CONSIGNES:
1) Traduisez en anglais la phrase suivante de l'article sur le message présidentiel : « Le message adressé par Abdelaziz Bouteflika, à l'occasion de la Journée nationale du moudjahid, est loin d'être casuel, un simple exercice de style. »
2) Poursuivez l'article sur le message présidentiel à partir de sa dernière phrase.

Message du président de la république, Un appel pathétique à l’unification des rangs

Message du président de la république, Un appel pathétique à l’unification des rangs

Abdelaziz Bouteflika en est conscient, lui qui invite toutes les forces éprises de liberté et de justice «à oeuvrer au resserrement des rangs face aux complots ourdis, ou qui pourraient l’être, contre notre chère patrie tant à l’extérieur qu’à l’intérieur».

Le message adressé par Abdelaziz Bouteflika, à l’occasion de la Journée nationale du moudjahid, est loin d’être casuel, un simple exercice de style.

Fondateur, il l’est, surtout lorsque le premier responsable du pays compare la mobilisation de toutes les forces vives à l’option prise par tout un peuple pour briser les chaînes de l’oppression et de la fatalité: «C’est ainsi que les moudjahidine ont fait, de leur vie, un véritable projet de libération de la patrie et de délivrance du peuple de l’oppression coloniale.

Ils ont également fait, de leur vie, un projet de construction du pays pour qu’il renoue avec son rôle civilisationnel parmi les nations.» Pour le président de la République, les exploits et les actions héroïques des moudjahidine resteront éternels et continueront à jamais de favoriser l’éveil des consciences, la mobilisation des énergies et l’exaltation des principes d’abnégation et de don de soi.

Ils resteront, soulignera-t-il, la fierté des générations successives: «Une méditation bien menée de ces évènements mémorables, nombreux à jalonner le parcours de notre Révolution, laisse entrevoir toute la force et la grandeur de notre peuple qui doivent présider à toute démarche entreprise dans la bataille d’édification de notre pays avec les mêmes principes fondateurs que sont l’unité, le travail, l’abnégation et le sacrifice pour la défense des idéaux unificateurs de notre religion et notre identité nationale, la justice sociale, et la liberté responsable qui consacre l’égalité entre tous et qui place le pays et ses intérêts suprêmes au-dessus de toute autre considération.»

Le discours en question aurait pu constituer une opportunité de rupture, d’en découdre avec les simulacres et des décisions qui s’attaquent plus aux effets qu’aux racines du mal.

En mettant l’accent sur le fait que les Algériens partagent des valeurs qui fondent une communauté de destin et qu’ensemble ils doivent dire clairement dans quelle société ils veulent vivre, il donne cependant l’impression d’oublier que les temps ont drôlement changé.

À un moment où les indus occupants du FLN s’offrent en spectacle ternissant ainsi l’image de marque du parti libérateur et fondateur de l’Etat algérien.

Bien qu’ayant énormément souffert de la variante systémique en vigueur depuis sa première élection, d’aucuns continuent à avoir un très profond respect pour celui qui a rétabli dans leurs droits historiques le soufisme, Messali Hadj, Abane Ramdane, Krim Belkacem, Ferhat Abbas et Benyoucef Benkhedda.

Et ce respect demeure intact lorsqu’Abdelaziz Bouteflika tente désespérément de mettre sur les rails du progrès et du raffinement un peuple qui ne fait strictement rien pour en découdre avec la fatalité et un statut d’éternel assisté.

Entrées d'annotation de points sur images
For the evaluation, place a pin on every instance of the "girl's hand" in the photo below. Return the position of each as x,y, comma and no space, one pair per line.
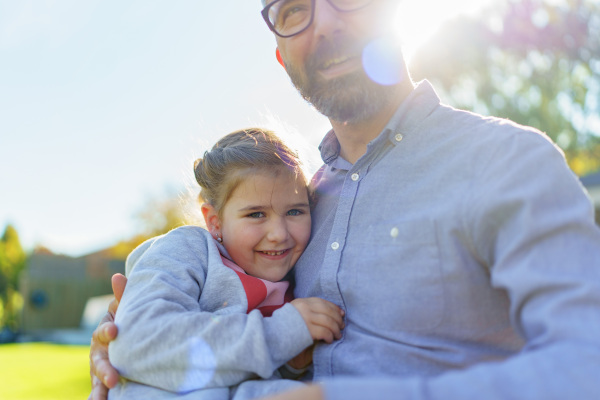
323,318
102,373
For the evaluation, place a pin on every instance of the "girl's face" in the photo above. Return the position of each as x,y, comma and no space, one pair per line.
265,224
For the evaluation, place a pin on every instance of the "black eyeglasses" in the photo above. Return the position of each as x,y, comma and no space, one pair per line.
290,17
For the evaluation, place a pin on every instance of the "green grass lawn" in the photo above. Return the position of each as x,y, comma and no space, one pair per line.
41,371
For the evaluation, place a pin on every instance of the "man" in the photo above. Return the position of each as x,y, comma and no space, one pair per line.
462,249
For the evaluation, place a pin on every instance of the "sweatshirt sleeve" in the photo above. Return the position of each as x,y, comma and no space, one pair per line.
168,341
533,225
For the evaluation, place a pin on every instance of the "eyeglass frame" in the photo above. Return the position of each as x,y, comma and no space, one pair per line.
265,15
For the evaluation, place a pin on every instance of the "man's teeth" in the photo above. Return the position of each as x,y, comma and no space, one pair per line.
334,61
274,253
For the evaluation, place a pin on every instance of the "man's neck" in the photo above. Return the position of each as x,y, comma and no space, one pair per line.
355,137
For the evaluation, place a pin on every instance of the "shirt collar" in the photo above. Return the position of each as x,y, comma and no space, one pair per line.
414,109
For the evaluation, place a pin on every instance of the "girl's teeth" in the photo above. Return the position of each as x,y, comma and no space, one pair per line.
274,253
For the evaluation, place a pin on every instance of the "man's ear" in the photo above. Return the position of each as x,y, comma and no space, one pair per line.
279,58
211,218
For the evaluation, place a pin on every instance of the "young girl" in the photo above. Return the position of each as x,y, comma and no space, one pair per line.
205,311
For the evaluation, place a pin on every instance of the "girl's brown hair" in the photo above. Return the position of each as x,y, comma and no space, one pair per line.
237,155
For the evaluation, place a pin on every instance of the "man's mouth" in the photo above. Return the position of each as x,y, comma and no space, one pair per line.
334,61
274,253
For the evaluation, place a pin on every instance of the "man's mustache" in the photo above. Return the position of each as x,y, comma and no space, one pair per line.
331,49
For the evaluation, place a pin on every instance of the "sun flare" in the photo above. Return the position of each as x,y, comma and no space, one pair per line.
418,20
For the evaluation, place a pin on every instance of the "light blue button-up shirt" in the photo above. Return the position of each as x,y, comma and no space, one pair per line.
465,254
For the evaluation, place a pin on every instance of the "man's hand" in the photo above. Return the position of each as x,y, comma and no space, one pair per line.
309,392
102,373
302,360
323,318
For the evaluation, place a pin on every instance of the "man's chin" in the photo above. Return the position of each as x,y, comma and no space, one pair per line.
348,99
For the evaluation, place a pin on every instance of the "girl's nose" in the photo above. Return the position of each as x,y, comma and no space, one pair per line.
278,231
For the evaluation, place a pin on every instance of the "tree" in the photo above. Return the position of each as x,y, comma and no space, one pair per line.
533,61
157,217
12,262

...

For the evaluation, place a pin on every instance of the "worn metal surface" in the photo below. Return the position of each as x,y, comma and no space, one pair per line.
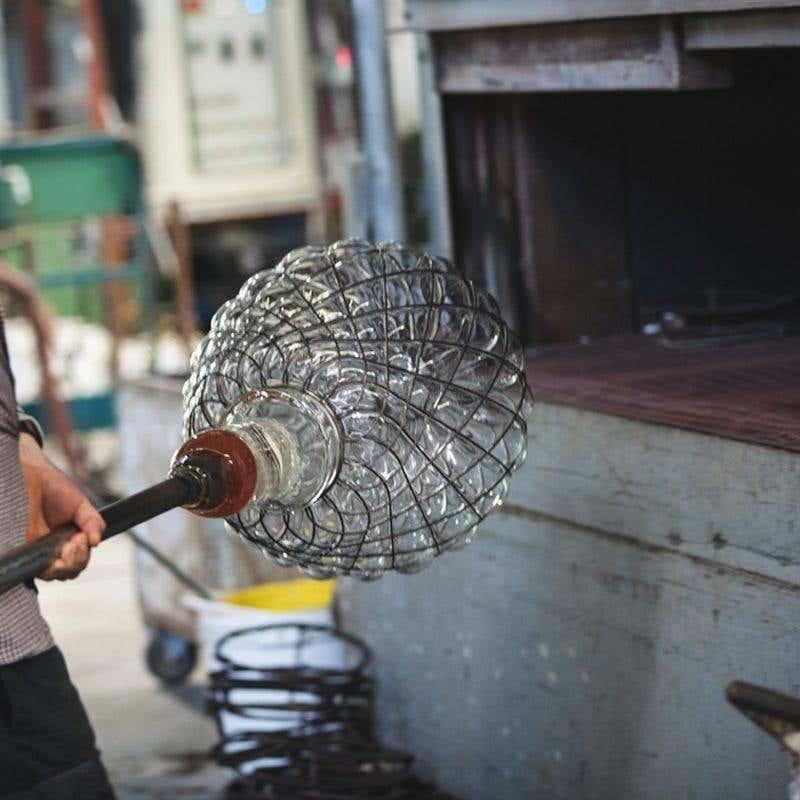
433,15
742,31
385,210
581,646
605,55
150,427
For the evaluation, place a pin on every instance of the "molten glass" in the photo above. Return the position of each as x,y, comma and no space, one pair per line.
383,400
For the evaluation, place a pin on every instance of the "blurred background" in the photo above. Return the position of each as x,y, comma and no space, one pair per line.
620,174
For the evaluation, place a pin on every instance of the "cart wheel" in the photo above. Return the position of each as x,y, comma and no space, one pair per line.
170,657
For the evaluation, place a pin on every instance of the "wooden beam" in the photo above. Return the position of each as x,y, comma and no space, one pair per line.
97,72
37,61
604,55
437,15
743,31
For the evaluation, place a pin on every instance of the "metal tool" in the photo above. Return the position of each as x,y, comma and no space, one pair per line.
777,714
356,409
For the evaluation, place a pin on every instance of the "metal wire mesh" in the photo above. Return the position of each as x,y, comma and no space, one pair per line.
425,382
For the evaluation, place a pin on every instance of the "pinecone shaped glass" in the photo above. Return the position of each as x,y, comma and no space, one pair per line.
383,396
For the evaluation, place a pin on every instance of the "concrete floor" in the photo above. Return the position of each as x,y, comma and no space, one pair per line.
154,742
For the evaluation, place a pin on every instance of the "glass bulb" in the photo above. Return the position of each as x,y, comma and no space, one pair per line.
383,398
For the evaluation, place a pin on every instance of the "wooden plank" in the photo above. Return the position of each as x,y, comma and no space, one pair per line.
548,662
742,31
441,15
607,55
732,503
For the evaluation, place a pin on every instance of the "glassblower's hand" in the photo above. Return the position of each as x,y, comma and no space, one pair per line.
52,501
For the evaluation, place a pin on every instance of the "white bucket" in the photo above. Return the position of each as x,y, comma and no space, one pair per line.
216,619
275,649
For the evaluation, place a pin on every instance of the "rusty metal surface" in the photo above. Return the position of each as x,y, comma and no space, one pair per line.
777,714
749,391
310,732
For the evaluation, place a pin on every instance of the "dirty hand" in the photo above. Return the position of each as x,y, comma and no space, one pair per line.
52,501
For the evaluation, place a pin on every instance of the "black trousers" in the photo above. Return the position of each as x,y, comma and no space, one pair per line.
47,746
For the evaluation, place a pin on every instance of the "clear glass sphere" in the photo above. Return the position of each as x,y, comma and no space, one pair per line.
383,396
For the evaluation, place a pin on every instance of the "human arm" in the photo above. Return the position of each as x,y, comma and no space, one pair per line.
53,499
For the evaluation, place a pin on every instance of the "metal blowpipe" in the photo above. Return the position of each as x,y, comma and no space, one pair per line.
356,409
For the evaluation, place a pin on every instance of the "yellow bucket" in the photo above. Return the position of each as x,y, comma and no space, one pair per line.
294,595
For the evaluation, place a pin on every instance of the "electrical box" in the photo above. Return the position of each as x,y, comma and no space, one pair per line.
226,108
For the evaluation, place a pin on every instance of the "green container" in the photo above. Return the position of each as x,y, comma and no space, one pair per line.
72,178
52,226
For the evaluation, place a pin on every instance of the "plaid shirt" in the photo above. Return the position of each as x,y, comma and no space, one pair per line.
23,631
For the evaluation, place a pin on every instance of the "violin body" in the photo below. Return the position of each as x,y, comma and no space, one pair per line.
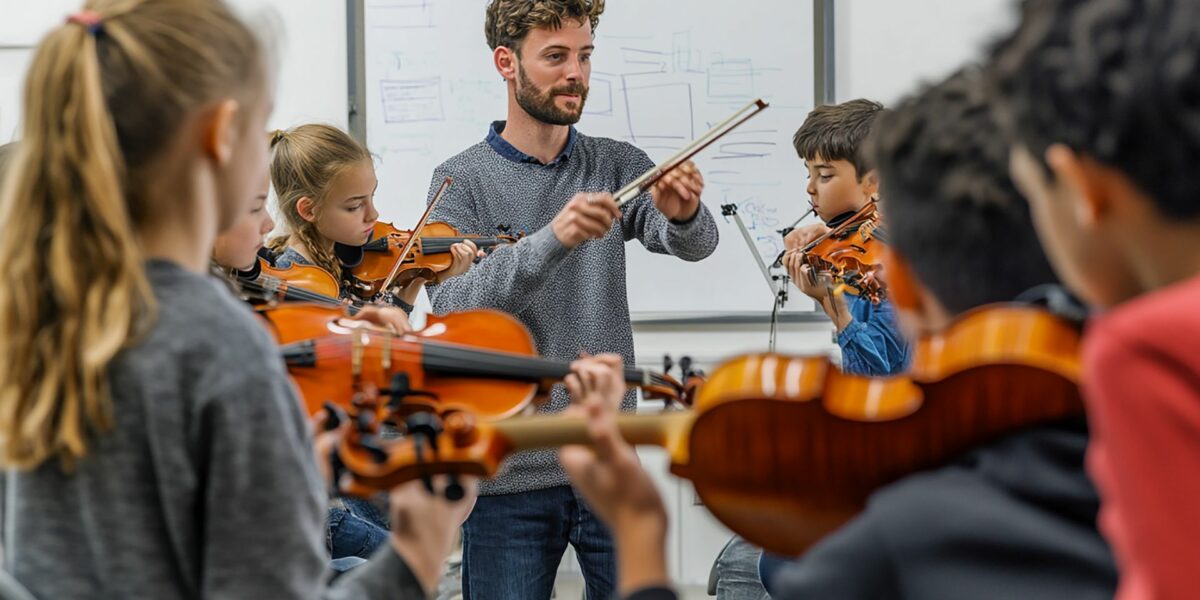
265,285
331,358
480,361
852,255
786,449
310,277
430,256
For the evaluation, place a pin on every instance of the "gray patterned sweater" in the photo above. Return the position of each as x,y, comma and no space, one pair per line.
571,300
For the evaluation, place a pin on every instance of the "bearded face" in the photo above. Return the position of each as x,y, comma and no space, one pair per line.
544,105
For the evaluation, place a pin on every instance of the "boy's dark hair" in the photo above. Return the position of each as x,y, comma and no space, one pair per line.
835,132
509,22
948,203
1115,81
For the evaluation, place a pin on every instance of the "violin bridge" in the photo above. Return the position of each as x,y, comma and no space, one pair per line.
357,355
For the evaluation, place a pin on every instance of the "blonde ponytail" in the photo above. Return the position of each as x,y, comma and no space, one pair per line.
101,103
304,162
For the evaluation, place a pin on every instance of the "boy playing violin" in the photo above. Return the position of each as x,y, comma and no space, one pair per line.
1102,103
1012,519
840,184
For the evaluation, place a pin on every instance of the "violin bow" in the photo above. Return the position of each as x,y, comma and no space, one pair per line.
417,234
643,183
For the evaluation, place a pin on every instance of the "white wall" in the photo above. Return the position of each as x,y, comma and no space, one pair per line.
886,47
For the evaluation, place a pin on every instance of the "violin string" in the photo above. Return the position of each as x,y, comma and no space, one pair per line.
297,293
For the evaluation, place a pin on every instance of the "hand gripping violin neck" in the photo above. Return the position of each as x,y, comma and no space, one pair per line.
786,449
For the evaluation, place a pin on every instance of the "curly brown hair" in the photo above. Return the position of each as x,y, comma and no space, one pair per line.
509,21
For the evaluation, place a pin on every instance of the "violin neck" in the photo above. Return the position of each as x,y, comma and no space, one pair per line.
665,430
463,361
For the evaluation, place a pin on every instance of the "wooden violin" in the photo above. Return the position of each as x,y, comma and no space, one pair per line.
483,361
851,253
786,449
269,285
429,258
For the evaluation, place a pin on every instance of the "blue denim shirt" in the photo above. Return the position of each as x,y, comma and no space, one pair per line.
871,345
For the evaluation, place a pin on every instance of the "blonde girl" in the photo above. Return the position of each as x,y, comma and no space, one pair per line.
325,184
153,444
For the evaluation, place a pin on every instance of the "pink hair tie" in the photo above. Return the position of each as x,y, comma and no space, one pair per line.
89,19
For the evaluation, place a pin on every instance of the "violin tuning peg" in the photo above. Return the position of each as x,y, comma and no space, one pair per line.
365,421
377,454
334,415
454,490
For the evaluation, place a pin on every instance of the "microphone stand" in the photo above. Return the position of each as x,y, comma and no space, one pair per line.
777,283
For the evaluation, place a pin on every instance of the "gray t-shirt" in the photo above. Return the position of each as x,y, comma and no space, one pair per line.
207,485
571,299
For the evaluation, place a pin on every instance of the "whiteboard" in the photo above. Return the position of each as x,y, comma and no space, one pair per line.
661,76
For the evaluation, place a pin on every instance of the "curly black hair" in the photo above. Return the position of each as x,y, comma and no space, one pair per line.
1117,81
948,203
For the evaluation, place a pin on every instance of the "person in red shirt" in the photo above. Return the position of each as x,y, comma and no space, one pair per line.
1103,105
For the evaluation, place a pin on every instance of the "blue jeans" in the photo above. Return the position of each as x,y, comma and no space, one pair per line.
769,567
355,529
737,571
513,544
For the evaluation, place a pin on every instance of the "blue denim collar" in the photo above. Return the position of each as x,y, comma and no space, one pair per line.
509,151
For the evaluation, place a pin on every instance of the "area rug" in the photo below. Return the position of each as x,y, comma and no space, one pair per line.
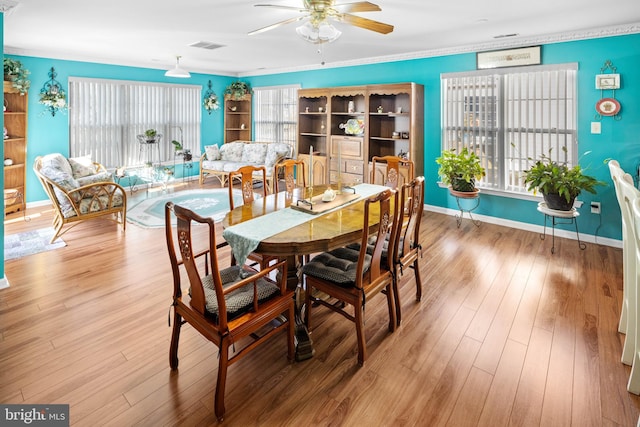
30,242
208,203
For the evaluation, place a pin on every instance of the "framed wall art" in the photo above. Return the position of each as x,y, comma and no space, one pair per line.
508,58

RÉPONSES AUX CONSIGNES:
1) The message delivered by Abdelaziz Bouteflika on the occasion of National Moudjahid Day is far from incidental, a mere exercise in style.

2)
L’appel présidentiel au sentiment national pour rassembler les Algériens est, à l’évidence, non sans pertinence. Force est de constater cependant que le fait d’affirmer le partage des valeurs fondatrices de la communauté nationale n’est rien de plus qu’une pétition de principe qui s’inscrit dans la rhétorique présidentielle, et plus largement dans la rhétorique politique.

Une symbolique curieusement limitée à sanctifier «les hautes valeurs»

Confronté à une réalité objective qui ne peut être comprise que si on l’analyse à partir des hypothèses, des espoirs, des besoins, des nostalgies et des intérêts des gens ordinaires, il nous faut nous demander ce qui pousse les gens de peu, les anonymes, les inconnus qui constituent la nation à se reconnaître en elle.

Car, comme le remarquait Renan, une fois que l’on a évacué de la nation les abstractions qui la constituent, «que reste-t-il?». Mais il semble que nous n’en sommes pas encore là surtout lorsque le président souligne que pour la sauvegarde du pays et de sa liberté, il incombe à tous les Algériens d’oeuvrer au resserrement des rangs face aux menaces du terrorisme barbare et dévastateur.

Au lieu de proposer une ligne générale en mesure de s’attaquer aux racines du mal intégriste, clientéliste et de la corruption qui gangrène outrageusement l’avenir de tout un peuple, l’énoncé présidentiel devient subrepticement sentimental et le nationalisme inhibiteur qui s’en dégage met en scène une symbolique des événements historiques curieusement limitée à sanctifier «les hautes valeurs humaines qui stimulent les bonnes volontés et nourrissent, chez les générations montantes, cette fierté d’appartenir à un pays de gloires.»

Un pays de gloires, certes mais aussi de véritables descentes aux enfers.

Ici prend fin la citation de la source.